● **提示文**
----
み ぞ れ

冬のはじめ
遠いところへ遊びに行って
降られたりすると最悪
氷水のような みぞれ で ズブ濡れ
骨の芯まで冷えきって
顔も手も感覚が無くなっちゃって
歯をガチガチ鳴らし、半ベソをかきながら
なんとか家にたどりつく


 傘をもってけって言ったやろ!
カーチャンは叱るけど
傘もって遊びに行くやつなんか、いるもんか
体をふき、服を着替えたら

すぐに
日の出湯に行かされる
お湯につかると、最初はなんにも感じないけど

そのうちジ〜ンと変な痛みが広がってくる
これが快感なんだよね


初 雪

 初雪が降った。
嬉しいような、嬉しくないような・・・
今までのように遊べない
でも、雪遊びが楽しみ
でも、寒いし、シモヤケやアカギレができるし

でも、正月にお年玉もらえるし
子供たちの心境は複雑。


に の じ 、に の じ

 初雪や
  二の字二の字の 下駄のあと


授業でこの句を教わってからは
雪が待ち遠しくって、待ち遠しくって・・・
ようやく雪が降り外一面、真っ白。
さっそくカーチャンの
ツマカケのついたタカアシダ(高足駄)をはいて

 < 二の字 二の字のゲタのあとや!>
嬉しがって雪の上を歩いてたら
ゲタの歯の間に
雪が詰まり
だんだん高くなってって
最後はゲッコンでひっくり返り
タカアシダの鼻緒を切り
ズボンのオシリんとこを破り
足首を捻挫してしまった。
----
● **資料抜粋**
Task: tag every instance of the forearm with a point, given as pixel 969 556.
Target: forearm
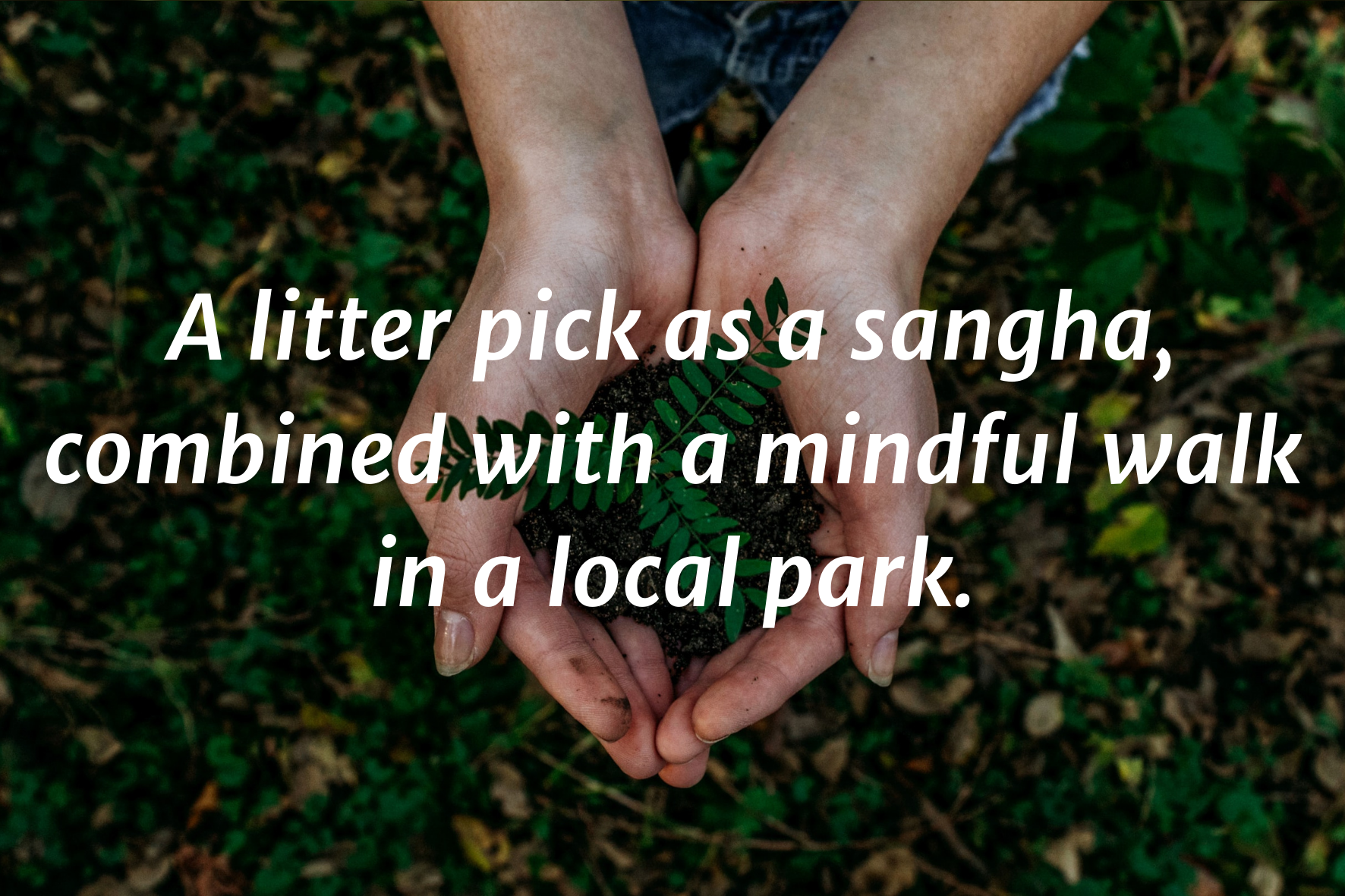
pixel 899 116
pixel 556 100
----
● **課題内容**
提示文で、雪の上に二の字の跡をつけようとして語り手がはいたものは何か。 資料は提示文とは別の出典から取ったものだ。

● **完成解答**
カーチャンのツマカケのついたタカアシダ(高足駄)。